-- WHAT THE EXERCISE ASKS --
Update the records from the start up to and including the line with "91 46 L 125", replacing "blue sky" with "clear sky" and keeping everything else the same. Leave the pictures out of your answer.

(Outline entries for images)

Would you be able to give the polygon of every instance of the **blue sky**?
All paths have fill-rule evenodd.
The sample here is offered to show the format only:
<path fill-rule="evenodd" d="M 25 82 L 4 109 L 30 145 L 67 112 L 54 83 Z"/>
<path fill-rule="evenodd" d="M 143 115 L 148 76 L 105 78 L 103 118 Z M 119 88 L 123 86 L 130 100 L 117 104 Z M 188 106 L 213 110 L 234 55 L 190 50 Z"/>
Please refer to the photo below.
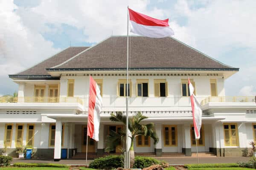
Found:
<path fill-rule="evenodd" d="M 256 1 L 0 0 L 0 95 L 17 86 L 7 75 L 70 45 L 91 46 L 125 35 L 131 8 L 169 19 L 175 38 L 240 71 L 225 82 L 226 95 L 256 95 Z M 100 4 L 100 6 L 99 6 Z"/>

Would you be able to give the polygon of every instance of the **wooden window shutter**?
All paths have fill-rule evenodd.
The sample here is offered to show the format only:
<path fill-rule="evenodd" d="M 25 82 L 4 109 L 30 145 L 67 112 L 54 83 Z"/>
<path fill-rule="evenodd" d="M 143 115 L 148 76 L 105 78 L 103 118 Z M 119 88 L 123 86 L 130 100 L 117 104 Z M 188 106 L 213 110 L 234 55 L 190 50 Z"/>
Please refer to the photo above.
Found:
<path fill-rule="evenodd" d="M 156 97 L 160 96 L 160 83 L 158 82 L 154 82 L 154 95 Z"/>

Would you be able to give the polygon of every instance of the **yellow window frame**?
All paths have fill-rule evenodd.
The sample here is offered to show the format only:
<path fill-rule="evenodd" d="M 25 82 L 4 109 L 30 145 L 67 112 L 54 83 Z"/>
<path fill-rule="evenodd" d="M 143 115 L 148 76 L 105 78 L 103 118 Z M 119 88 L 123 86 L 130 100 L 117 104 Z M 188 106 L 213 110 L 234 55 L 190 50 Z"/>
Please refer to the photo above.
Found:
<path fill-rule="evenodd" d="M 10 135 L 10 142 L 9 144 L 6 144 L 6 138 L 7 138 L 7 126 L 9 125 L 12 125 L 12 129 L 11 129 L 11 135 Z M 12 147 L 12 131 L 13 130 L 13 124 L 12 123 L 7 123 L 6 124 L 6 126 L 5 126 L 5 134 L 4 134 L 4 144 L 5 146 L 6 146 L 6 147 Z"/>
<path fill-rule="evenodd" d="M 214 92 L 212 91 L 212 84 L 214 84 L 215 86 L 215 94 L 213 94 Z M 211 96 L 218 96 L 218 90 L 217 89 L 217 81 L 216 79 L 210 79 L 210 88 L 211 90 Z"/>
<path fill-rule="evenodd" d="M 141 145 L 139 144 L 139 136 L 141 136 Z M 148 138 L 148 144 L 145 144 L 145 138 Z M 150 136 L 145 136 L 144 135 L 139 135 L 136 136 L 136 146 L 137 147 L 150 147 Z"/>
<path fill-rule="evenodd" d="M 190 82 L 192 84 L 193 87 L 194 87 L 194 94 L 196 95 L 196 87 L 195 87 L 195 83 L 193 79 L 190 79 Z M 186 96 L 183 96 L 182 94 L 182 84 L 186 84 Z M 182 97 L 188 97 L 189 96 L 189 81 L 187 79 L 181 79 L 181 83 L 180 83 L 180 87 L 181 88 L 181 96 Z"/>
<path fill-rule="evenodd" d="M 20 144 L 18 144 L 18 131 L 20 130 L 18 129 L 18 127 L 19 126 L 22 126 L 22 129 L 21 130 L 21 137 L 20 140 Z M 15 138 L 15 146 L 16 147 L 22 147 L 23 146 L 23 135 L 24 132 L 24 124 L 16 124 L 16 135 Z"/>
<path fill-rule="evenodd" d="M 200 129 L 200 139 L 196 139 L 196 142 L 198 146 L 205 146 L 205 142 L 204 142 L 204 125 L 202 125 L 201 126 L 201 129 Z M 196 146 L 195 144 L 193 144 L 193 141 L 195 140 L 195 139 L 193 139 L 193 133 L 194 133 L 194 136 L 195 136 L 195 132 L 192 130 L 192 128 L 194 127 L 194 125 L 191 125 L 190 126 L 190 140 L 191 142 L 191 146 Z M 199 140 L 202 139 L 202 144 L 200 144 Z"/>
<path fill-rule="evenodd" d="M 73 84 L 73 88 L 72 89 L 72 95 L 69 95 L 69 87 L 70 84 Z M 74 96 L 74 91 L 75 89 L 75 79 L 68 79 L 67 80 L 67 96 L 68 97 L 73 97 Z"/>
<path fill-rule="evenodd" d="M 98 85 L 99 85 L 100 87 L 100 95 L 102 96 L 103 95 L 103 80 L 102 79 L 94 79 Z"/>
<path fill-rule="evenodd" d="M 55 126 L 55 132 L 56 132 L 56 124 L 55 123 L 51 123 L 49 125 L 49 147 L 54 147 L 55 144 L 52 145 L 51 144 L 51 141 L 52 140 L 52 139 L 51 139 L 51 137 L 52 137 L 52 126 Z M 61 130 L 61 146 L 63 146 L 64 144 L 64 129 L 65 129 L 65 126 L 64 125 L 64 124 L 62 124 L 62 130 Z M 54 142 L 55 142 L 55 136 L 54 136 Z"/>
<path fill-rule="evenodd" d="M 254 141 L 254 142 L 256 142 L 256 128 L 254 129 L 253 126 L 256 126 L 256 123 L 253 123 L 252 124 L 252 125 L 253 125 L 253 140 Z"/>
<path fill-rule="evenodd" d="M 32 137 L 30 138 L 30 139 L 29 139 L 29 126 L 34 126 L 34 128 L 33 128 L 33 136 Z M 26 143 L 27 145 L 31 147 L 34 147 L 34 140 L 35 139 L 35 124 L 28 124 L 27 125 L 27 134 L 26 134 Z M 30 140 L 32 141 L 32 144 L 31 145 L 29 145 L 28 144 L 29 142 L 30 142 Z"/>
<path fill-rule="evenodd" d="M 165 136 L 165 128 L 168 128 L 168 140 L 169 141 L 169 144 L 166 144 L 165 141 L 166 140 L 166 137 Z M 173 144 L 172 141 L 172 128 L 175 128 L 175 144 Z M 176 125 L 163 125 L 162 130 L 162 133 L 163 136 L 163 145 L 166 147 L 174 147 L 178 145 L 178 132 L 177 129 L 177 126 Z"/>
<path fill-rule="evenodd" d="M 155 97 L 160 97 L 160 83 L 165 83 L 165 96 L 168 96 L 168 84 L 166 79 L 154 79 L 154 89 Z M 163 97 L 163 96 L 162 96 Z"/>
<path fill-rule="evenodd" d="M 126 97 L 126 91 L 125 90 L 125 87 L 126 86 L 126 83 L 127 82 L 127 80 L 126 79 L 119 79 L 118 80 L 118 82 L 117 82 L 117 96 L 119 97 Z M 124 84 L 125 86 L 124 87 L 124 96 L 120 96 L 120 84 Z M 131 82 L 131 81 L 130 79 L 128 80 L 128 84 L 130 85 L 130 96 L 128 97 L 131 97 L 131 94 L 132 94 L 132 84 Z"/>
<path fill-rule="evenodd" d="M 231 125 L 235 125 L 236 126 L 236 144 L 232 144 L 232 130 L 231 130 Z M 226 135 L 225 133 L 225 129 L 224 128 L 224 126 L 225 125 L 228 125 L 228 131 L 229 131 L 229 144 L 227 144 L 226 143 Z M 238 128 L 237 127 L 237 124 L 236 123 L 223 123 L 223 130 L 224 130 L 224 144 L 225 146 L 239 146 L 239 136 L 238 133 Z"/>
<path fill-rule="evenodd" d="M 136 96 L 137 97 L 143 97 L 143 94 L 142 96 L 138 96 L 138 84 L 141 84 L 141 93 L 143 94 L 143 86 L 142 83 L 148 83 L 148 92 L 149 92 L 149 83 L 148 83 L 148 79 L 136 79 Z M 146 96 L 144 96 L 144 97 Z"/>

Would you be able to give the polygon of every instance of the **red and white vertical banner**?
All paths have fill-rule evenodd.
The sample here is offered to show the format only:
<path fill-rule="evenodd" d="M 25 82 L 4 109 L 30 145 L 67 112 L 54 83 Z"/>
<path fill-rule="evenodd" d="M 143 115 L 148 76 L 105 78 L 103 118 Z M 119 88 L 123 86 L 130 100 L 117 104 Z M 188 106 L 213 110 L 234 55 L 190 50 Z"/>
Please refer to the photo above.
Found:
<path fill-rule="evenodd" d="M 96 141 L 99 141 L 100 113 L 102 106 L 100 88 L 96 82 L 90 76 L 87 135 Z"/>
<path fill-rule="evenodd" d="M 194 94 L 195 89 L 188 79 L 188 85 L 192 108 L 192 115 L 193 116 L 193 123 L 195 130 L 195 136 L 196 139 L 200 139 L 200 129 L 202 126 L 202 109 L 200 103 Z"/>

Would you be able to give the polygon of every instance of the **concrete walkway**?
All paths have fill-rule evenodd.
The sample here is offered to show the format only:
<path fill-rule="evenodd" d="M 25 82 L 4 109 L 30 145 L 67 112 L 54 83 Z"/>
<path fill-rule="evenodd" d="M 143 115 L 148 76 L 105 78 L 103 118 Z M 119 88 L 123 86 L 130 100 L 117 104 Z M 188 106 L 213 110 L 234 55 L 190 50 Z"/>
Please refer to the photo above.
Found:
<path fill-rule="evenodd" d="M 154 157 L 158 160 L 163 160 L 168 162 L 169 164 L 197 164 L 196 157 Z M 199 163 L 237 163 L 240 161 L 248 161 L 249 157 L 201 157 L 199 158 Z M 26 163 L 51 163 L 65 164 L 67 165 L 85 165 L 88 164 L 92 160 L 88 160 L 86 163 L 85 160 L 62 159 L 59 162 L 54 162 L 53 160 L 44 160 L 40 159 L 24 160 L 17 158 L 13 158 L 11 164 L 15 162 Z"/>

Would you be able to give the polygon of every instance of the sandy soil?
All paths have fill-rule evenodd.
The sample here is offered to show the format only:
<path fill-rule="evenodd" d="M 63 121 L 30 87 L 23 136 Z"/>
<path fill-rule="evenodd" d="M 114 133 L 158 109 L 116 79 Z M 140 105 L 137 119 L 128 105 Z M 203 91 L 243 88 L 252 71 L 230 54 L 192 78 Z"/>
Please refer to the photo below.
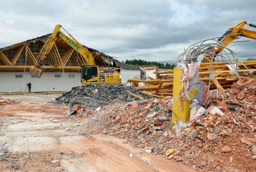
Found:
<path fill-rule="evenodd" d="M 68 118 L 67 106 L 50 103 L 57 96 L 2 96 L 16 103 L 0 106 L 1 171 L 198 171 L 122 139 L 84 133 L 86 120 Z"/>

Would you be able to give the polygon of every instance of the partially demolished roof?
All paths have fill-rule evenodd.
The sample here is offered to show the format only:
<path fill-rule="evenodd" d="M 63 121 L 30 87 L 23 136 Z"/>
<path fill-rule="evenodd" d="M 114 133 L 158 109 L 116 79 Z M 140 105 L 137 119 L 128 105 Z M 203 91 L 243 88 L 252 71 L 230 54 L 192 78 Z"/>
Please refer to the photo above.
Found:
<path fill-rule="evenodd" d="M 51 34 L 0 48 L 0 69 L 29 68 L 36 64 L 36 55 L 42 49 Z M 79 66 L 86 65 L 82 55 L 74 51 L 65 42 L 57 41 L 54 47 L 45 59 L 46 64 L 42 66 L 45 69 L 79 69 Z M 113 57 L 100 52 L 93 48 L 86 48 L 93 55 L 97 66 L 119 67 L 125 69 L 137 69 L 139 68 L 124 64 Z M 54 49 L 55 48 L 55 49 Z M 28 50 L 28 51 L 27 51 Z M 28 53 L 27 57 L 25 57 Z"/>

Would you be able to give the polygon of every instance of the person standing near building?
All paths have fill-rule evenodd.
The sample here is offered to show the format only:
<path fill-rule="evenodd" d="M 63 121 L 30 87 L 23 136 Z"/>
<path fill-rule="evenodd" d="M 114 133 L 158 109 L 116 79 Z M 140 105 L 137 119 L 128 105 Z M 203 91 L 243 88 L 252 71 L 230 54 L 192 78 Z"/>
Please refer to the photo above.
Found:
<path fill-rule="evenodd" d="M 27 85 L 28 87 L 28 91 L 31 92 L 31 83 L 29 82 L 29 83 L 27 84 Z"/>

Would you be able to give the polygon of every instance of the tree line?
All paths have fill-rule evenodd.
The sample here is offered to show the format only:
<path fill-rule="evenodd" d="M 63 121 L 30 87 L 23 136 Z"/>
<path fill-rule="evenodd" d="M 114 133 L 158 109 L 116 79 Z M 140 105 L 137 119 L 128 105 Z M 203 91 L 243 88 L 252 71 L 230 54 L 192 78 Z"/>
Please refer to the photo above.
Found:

-- CORRECT RESPONSE --
Would you be able to give the polygon of every instance of the **clear sky**?
All paths have fill-rule evenodd.
The sample here is offered to show the format only:
<path fill-rule="evenodd" d="M 25 82 L 4 109 L 30 145 L 67 112 L 54 83 Z"/>
<path fill-rule="evenodd" d="M 143 115 L 148 76 L 105 78 L 103 118 Z M 119 88 L 123 86 L 130 100 L 117 104 Z M 188 106 L 213 110 L 234 55 L 190 50 Z"/>
Please refer to the photo below.
Found:
<path fill-rule="evenodd" d="M 256 1 L 0 0 L 0 95 L 17 86 L 7 75 L 70 45 L 91 46 L 125 35 L 131 8 L 169 19 L 175 38 L 240 71 L 225 82 L 226 95 L 256 95 Z M 100 4 L 100 6 L 99 6 Z"/>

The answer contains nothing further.